◆ ENTRIES PROVIDED:
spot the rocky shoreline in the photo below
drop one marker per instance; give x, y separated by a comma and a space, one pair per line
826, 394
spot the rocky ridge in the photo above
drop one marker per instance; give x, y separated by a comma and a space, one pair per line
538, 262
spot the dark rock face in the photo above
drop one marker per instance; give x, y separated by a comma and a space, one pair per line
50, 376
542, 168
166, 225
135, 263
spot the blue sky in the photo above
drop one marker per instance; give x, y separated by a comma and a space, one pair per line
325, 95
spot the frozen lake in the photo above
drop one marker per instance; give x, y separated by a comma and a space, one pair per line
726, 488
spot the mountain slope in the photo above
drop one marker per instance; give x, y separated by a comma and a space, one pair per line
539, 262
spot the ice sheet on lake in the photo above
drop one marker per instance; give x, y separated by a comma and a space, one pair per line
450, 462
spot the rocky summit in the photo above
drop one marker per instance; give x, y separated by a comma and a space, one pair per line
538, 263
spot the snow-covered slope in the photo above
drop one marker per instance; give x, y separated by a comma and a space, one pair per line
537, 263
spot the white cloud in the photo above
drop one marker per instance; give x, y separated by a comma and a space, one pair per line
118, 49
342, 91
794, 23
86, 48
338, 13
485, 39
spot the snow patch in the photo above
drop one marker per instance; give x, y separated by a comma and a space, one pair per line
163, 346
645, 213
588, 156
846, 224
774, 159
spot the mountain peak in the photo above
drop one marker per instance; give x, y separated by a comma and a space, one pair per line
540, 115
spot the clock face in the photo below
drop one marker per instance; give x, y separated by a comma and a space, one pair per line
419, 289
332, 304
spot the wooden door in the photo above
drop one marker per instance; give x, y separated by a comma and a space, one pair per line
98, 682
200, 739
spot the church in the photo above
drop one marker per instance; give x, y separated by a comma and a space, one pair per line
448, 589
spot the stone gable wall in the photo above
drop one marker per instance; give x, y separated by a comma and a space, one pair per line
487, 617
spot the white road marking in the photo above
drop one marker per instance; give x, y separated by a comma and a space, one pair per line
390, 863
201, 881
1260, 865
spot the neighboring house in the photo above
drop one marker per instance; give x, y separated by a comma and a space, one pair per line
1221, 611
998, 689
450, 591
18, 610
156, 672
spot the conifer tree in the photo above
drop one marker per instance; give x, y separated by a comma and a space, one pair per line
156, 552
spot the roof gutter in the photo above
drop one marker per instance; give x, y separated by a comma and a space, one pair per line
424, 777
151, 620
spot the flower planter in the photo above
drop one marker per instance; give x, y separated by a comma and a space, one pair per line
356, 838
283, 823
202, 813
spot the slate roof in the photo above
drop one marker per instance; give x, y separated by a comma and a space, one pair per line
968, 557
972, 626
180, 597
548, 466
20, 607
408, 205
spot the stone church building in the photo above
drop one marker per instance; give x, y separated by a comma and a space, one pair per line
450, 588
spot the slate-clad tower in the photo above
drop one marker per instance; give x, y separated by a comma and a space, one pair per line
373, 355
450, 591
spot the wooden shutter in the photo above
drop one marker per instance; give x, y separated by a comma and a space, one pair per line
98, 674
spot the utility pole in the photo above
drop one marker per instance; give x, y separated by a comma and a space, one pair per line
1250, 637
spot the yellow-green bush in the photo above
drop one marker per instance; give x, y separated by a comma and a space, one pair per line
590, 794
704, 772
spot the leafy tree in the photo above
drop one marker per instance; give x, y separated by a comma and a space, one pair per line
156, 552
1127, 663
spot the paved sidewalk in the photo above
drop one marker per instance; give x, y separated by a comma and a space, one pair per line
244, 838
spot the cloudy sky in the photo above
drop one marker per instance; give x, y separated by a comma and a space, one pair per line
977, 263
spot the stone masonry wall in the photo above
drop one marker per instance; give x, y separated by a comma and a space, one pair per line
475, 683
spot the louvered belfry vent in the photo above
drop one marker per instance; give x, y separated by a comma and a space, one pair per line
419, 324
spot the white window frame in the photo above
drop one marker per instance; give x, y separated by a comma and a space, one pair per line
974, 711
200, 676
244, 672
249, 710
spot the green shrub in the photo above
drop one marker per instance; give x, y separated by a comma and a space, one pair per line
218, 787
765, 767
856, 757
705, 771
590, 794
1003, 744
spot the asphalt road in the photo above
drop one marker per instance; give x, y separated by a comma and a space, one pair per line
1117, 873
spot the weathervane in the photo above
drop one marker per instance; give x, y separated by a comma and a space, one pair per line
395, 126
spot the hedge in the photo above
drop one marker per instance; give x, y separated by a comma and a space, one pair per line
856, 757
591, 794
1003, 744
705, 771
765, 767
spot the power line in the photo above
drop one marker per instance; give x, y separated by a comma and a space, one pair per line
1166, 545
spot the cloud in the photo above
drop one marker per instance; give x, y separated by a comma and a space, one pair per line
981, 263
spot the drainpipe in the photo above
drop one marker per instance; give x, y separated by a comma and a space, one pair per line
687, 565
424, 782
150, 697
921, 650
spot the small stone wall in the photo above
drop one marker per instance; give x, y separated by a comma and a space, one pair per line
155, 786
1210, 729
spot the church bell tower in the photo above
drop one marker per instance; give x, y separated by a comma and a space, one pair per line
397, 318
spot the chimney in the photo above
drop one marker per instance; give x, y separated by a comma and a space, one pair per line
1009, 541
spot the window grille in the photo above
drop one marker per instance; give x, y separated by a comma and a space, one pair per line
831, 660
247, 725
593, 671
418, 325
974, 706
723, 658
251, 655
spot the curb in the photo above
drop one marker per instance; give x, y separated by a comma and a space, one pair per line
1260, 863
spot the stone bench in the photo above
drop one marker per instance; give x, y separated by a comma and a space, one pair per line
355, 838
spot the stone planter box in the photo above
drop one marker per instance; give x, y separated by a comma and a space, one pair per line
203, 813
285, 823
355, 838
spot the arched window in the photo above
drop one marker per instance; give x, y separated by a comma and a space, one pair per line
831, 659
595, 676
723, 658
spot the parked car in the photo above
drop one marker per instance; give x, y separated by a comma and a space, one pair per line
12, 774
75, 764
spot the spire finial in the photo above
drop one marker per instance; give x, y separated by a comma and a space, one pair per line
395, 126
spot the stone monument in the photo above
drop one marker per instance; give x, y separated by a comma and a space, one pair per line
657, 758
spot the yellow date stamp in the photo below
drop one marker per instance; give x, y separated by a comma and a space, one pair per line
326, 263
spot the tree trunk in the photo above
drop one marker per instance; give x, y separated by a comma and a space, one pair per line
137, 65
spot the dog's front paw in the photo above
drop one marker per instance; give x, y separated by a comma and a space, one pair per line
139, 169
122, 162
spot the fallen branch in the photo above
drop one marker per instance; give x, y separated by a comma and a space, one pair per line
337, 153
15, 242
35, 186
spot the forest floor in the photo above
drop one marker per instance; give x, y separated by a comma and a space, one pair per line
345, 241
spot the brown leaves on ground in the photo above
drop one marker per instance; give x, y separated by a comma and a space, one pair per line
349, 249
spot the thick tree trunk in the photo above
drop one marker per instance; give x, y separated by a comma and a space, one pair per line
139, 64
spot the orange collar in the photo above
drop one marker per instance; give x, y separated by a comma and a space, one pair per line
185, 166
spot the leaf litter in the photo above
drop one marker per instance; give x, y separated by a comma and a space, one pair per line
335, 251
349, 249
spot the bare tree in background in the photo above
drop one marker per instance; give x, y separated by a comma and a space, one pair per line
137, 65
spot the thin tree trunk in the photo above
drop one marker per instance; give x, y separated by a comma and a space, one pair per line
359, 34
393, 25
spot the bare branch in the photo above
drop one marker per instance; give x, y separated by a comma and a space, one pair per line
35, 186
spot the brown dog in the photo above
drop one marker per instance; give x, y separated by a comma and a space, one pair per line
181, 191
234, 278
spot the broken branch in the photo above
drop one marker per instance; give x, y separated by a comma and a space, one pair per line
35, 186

◆ TASK GOAL: Type out the whole listing above again, exactly as it stands.

◆ ANSWER:
spot the rocky shoreline in the photo below
drop one marker per instance; give x, y separated by a comma and a space, one pair per line
826, 394
spot the rocky ridge in the photo above
drop one marker per instance; give x, y separated by a comma and a space, one pair per line
538, 262
spot the dark rock face in the photo above
drop one marker per instance; give x, y separated by a comma and a space, one pair per line
50, 376
542, 168
166, 225
135, 263
spot the blue sky in the photo above
drop one marker per instance; give x, y separated by a comma and a space, one pair per line
325, 95
spot the frozen lake in the photo above
drop one marker per instance; give x, y separated by a comma and a space, one pair per line
726, 488
spot the mountain slope in the photo above
drop one marker per instance; give x, y separated by a comma and a space, one pair per line
539, 262
spot the ice sheet on lake in the photo above
drop one marker per instance; give x, y separated by a comma and a space, one pair per line
450, 462
spot the rocky summit in the photo above
drop one marker per instance; give x, y separated by a comma and a space, one pair per line
538, 263
spot the snow-covered slope in the photo above
drop one marker per instance; give x, y separated by a comma and a space, one pair per line
537, 263
spot the white cloud in the photo above
drop one marker per instance; give x, y separated by a comma and a space, one pair per line
118, 49
342, 91
794, 23
86, 48
338, 13
485, 39
spot the snow patch in the photo above
drop one marker per instance; give x, y separated by a comma and a space, one pair per line
163, 346
645, 213
588, 156
846, 224
774, 159
spot the mountain peak in the photo above
drop one marker per instance; give x, y separated by a comma and a space, one pair per line
540, 115
spot the clock face in the photo below
drop one marker per instance; give x, y separated by a comma and a space, one pair per line
419, 289
332, 304
spot the wooden door in the photo above
drop one marker per instance; give x, y separated by a comma and a space, one pair per line
98, 682
200, 739
spot the church in the photo above
drop one marker per instance; give x, y separated by a comma and a space, one pair per line
448, 589
spot the stone gable wall in the photo above
drop one marker per instance; give x, y separated by a comma and a space, one pair per line
487, 617
spot the white road marking in the photo above
drop one marker per instance; give x, y separated by a comma and a space, one pair per line
390, 863
201, 881
1260, 865
spot the neighboring house in the photo above
drop one marker per instance; give x, y separated by a comma and a space, one pair per line
1221, 611
998, 689
450, 591
18, 610
156, 672
spot the conifer tree in the photo above
drop one marker per instance; give x, y separated by a comma and a space, one pair per line
156, 552
spot the roof gutter in the photo above
drop one marker per instance; give x, y separated by a comma and a space, one pair per line
424, 777
151, 620
spot the flower planter in the photo above
drop one marker per instance; give x, y separated by a comma and a space, one pair per line
356, 838
283, 823
202, 813
spot the slate roof in the photo above
drop one marker per instance; give x, y separated by a comma and a space, one pair per line
968, 557
972, 626
180, 597
548, 466
20, 607
408, 205
spot the stone church building in the photo above
drop one marker per instance; give x, y separated by a comma and a space, one pair per line
450, 588
spot the slate-clad tower in the photo above
drop one marker per instance; give x, y separated by a comma and a space, one pair per line
373, 355
450, 591
spot the wooden shutter in the photo above
drop one marker per instance; give x, y separated by a comma and a space, one pair per line
98, 674
spot the utility pole in the photo above
drop one marker per instance; give x, y separated by a comma and a space, one pair per line
1250, 637
spot the yellow-green bush in the photo above
drop one marker per instance; give x, y separated by a comma and a space, one pair per line
590, 794
704, 772
spot the leafy tree in the photo above
drop one marker per instance; give x, y separated by a comma and a space, one pair per line
156, 552
1127, 663
spot the paved sidewalk in the photo above
drop one marker per instance; give x, y separated by a comma and a space, one pair per line
244, 838
spot the cloudy sky in the photo above
drop one marker per instance; give x, y separated by a comma and a space, one pair per line
977, 263
spot the stone masonry wall in the photo above
drop one marker per instance; give x, y separated by a comma and a space, one pair per line
475, 683
spot the louvered belfry vent in the photo above
drop one marker per instance; give x, y separated by a comma and a space, one pair per line
419, 324
spot the white window frame in the photo above
drop one marker per instance; give x, y separated by a comma and a space, one pair per line
974, 711
200, 676
244, 672
249, 710
spot the green shrub in the photo above
drop one marker per instance; give x, y separated by a comma and a space, one pair per line
218, 787
765, 767
856, 757
705, 771
590, 794
1003, 744
spot the asphalt road in the photo above
drop one marker per instance; give x, y separated by a comma and a space, one pair per line
1117, 873
spot the weathervane in the photo above
drop one marker per instance; give x, y separated by a comma and a space, one pair per line
395, 126
spot the hedge in the photo above
drop one marker per instance; give x, y separated by a comma and a space, one pair per line
856, 757
591, 794
1003, 744
705, 771
765, 767
spot the power line in the photo above
drop one marker per instance; give x, y separated by a comma and a space, one pair per line
1166, 545
spot the cloud in the photo above
drop one marker per instance; give x, y separated by a comma and a space, one pair per line
981, 263
spot the drainpipe in the photo above
drop one marker per instance; give x, y separated by a comma and a space, one pair per line
687, 565
424, 782
150, 697
921, 650
spot the small stone wall in the photo above
drop one marker per instance; give x, y separated by a comma and a space, one pair per line
155, 786
1210, 729
spot the church bell tower in the photo above
drop one marker per instance; give x, y separated by a comma and a space, one pair per line
397, 318
spot the chimney in the photo above
drop one marker per instance; give x, y separated by a comma and a space, one pair per line
1009, 541
spot the window grille in the photo above
drop one marker per instance; give x, y separated by a comma and a space, one pair per line
831, 660
247, 725
593, 671
418, 325
974, 706
723, 658
251, 655
spot the curb in the photo above
drop one marker per instance; give x, y separated by a comma and a space, one pair per line
1260, 863
spot the stone bench in the photo above
drop one marker per instance; give x, y separated by a comma and a space, one pair per line
355, 838
spot the stone planter box in the photo above
drop one marker per instance; give x, y separated by a comma and a space, one pair per line
203, 813
285, 823
355, 838
spot the arched window in the photo above
drop one marker per instance; give x, y separated by a comma and a space, one pair per line
831, 659
595, 676
723, 658
spot the parked car in the photo above
drop one marker per instance; give x, y separated by a comma and a space, one pair per line
12, 774
75, 764
spot the spire finial in the photo above
drop one marker per instance; give x, y separated by a comma and a space, one pair per line
395, 126
spot the stone monument in the photo above
drop one marker per instance; give x, y separated by a comma and a space, one pair per line
657, 758
spot the yellow date stamp in the photo below
drop one marker per instance; give x, y separated by a comma and a space, one pair per line
326, 263
spot the tree trunk in the photo above
drop one marker per instance; give x, y separated by a comma and a space, one pair per line
137, 65
spot the dog's front paw in the photo above
drop one marker per instance; give x, y separated by a comma and a space, one pair per line
139, 169
122, 162
spot the fallen branch in the photo above
drop one marker per instance; give x, y separated by a comma and a space, one pair per line
337, 153
15, 242
35, 186
spot the forest floor in the photo above
drop one marker per instance; give x, y separated by a comma and a space, one pair per line
345, 241
spot the brown leaves on ground in the photo above
drop one marker per instance; give x, y separated by a comma and a space, one pair per line
349, 249
spot the thick tree trunk in the photo above
drop one marker per instance; give x, y separated by a comma and a space, one pair per line
139, 64
spot the orange collar in the photo above
drop one marker per instance; give x, y separated by a comma and a space, one pair per line
185, 166
spot the leaf litter in the photo above
drop one marker per instance; give x, y separated by a comma and a space, one pair per line
335, 251
349, 249
spot the bare tree in background in the photo above
drop one marker per instance; give x, y separated by a comma and a space, one pair per line
137, 65
spot the thin tree trunk in the photo above
drop one marker per instance; give x, y separated by a comma and a space, one pair per line
359, 34
393, 25
spot the bare branch in the photo above
drop one marker per instance; give x, y separated by a comma and a space, one pair per line
35, 186
spot the brown dog in the photo above
drop one marker per instance; give x, y separated by a comma and a space, one pair per line
181, 191
234, 278
spot the broken branch in the photo above
drop one marker per instance; give x, y separated by a comma and a space, one pair per line
35, 186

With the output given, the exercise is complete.